Segmentation annotation records:
--- start ---
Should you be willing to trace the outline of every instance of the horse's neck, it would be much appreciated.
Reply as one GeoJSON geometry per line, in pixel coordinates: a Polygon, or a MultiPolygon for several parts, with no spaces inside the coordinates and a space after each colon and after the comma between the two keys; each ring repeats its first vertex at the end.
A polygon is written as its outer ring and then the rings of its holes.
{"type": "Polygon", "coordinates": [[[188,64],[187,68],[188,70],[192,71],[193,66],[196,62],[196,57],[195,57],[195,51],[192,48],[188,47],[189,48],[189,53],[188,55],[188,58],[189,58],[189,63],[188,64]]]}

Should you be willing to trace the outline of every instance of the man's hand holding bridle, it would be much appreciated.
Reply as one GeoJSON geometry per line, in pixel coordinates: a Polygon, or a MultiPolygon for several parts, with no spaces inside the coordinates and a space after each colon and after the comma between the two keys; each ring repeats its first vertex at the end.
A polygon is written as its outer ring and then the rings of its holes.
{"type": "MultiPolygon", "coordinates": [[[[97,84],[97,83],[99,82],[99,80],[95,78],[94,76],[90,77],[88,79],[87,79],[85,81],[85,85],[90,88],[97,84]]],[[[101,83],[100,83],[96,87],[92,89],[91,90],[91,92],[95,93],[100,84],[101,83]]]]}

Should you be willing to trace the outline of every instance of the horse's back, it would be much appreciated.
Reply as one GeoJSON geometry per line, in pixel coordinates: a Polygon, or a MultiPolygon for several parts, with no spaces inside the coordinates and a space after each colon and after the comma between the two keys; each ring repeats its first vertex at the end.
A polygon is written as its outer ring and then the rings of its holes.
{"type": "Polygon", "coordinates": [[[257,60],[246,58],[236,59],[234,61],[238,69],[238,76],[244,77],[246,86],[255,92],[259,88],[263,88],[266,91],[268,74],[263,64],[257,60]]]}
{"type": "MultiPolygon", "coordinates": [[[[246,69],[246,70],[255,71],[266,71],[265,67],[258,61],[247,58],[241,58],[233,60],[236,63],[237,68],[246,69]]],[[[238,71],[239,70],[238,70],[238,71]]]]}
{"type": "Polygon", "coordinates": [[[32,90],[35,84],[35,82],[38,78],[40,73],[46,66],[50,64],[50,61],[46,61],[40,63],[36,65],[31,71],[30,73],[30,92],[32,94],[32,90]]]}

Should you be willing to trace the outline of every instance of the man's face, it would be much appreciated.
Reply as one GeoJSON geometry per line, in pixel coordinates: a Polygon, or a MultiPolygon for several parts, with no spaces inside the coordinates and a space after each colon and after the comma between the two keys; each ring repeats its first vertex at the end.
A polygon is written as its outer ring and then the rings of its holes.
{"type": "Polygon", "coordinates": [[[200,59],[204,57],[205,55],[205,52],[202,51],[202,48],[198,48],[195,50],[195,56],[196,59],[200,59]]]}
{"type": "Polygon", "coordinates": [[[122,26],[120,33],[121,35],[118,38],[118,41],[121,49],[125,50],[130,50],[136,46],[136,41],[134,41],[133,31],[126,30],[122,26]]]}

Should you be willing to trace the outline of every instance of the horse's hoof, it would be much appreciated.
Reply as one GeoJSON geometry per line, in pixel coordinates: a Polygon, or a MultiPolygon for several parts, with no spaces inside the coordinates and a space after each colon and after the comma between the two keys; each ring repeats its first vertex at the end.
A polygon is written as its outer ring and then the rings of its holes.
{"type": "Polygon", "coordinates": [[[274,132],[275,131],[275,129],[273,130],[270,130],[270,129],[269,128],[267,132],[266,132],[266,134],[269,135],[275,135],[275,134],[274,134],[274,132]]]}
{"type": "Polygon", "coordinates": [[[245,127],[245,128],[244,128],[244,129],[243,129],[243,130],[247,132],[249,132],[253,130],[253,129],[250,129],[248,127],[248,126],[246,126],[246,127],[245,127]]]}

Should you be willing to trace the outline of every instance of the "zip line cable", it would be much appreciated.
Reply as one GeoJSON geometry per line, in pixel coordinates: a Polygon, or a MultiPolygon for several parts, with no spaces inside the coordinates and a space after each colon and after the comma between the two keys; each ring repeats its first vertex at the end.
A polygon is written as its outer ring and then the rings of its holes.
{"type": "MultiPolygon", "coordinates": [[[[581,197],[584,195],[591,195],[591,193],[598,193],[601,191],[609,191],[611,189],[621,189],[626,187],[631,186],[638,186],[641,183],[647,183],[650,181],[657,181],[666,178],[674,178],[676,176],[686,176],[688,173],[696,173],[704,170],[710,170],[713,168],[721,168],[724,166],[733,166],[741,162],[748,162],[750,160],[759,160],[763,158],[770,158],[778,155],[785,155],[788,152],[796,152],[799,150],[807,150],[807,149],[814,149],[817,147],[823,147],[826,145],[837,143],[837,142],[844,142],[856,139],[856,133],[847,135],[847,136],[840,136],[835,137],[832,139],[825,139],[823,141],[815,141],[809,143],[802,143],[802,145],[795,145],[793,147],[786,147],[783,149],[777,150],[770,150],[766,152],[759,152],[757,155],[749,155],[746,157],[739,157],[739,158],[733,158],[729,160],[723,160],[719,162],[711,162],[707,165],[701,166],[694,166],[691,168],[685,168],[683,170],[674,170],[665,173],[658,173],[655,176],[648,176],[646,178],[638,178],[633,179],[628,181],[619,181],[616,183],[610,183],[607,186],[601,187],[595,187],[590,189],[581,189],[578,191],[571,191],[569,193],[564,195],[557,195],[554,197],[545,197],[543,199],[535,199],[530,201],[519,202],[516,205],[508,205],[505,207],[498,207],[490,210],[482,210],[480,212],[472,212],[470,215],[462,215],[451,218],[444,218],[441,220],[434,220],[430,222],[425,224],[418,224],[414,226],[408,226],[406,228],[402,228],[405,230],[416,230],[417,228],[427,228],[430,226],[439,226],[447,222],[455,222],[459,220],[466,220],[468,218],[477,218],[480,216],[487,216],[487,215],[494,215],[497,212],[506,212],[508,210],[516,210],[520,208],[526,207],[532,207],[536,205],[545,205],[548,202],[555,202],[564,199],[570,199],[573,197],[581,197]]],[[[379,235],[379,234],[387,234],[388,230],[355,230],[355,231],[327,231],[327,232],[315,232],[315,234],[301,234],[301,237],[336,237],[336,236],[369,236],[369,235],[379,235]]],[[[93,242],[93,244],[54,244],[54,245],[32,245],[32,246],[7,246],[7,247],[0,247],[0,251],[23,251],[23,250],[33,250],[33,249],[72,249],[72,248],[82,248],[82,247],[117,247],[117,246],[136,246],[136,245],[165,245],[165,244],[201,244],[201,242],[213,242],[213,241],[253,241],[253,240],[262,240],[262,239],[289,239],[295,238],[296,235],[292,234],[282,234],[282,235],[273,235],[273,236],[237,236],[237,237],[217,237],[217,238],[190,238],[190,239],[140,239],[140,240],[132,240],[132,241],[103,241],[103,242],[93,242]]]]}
--- end ---
◆ TASK INSTRUCTIONS: Count the lines in the listing above that contain the word "horse", and reply with the number alone.

◆ THE RESPONSE: 3